Records from a dataset
_ _ _

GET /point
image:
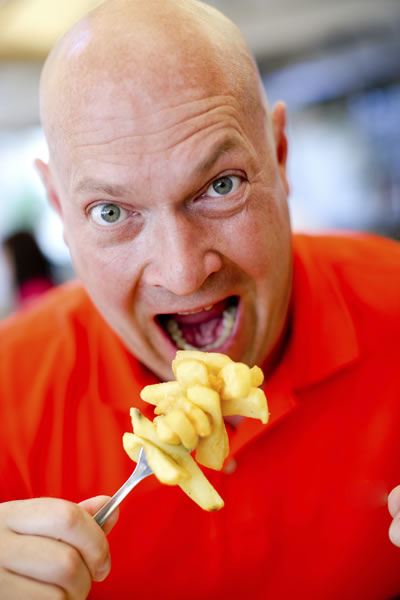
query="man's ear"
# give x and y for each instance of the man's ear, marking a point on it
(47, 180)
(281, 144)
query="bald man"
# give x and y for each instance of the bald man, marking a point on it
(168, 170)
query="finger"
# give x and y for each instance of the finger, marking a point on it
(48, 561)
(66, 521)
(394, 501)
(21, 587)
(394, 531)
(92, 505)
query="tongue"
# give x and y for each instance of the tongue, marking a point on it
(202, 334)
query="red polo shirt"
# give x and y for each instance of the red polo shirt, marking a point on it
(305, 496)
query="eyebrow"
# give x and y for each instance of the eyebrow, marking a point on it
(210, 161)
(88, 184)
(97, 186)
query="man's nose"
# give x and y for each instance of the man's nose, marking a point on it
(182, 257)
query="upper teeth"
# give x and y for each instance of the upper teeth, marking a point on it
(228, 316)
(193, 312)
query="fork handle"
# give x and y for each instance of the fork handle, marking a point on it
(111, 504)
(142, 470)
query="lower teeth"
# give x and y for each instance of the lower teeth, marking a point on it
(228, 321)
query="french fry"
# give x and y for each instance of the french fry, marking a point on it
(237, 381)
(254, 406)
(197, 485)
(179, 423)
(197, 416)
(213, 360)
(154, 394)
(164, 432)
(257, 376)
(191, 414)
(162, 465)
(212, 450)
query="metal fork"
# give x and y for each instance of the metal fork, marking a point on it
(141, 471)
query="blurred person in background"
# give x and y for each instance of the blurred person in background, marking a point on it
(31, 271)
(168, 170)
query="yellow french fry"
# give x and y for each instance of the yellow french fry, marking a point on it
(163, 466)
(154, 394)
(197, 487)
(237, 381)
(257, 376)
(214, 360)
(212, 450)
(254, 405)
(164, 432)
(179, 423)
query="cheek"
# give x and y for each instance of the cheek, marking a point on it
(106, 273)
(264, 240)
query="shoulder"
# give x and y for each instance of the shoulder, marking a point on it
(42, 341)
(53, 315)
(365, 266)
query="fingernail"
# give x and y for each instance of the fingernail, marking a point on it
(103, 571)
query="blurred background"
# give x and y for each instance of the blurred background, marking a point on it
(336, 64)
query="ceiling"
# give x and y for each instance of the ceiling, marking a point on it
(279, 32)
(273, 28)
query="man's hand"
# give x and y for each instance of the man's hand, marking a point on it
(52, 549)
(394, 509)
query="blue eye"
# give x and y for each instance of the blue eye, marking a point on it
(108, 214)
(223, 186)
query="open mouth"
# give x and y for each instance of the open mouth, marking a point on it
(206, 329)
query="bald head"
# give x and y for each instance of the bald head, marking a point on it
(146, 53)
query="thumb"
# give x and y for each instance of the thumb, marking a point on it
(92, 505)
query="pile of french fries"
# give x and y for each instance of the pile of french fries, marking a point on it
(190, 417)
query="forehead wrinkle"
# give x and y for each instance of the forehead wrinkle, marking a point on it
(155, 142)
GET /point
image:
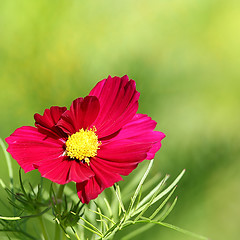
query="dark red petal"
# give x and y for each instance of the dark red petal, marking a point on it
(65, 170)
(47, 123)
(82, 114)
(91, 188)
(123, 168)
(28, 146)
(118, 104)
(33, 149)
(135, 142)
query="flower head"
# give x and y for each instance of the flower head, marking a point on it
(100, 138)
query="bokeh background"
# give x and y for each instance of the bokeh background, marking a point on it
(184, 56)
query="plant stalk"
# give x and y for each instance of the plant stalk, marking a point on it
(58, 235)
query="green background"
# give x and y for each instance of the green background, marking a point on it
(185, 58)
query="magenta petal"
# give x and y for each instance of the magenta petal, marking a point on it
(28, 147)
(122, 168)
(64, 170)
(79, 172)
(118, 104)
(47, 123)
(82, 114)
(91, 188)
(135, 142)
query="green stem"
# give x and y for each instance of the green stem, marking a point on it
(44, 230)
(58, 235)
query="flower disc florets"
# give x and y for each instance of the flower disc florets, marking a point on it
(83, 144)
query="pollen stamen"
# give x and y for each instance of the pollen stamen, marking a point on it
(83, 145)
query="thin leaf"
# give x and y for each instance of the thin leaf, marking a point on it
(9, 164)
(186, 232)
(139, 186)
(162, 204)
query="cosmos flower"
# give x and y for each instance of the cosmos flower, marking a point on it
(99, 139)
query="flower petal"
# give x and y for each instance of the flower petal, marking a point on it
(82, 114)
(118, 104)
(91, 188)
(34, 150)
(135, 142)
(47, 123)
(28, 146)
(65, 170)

_ _ _

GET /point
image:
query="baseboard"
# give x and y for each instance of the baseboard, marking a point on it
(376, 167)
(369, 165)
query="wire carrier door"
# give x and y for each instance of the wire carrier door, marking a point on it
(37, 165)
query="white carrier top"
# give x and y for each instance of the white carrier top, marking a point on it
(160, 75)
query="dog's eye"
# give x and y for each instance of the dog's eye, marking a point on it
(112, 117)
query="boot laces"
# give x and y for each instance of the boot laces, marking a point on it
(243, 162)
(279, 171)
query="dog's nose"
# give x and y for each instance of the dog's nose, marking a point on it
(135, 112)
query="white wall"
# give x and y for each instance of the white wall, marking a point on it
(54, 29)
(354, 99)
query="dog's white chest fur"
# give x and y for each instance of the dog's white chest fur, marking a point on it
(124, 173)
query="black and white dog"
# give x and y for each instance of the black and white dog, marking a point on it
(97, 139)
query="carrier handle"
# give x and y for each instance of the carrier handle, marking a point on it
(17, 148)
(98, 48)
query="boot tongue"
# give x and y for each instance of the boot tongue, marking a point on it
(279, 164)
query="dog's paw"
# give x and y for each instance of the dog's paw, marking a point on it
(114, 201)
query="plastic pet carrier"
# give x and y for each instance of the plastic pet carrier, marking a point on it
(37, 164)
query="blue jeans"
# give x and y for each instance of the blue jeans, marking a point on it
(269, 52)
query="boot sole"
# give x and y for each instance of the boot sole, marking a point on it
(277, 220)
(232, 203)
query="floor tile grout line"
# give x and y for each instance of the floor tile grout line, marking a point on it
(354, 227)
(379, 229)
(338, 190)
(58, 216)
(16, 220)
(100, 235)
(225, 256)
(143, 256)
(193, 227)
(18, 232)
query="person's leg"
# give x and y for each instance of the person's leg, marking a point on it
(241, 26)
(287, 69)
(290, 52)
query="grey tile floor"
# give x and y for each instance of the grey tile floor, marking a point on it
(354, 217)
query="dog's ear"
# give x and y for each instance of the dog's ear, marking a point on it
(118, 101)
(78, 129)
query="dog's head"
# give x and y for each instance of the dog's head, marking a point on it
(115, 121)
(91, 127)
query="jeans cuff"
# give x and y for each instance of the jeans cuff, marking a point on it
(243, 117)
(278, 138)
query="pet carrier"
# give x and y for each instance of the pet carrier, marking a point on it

_ _ _

* BRIEF *
Count the lines in the records above that contain the string "bokeh". Give only the number.

* COMPLETED TASK *
2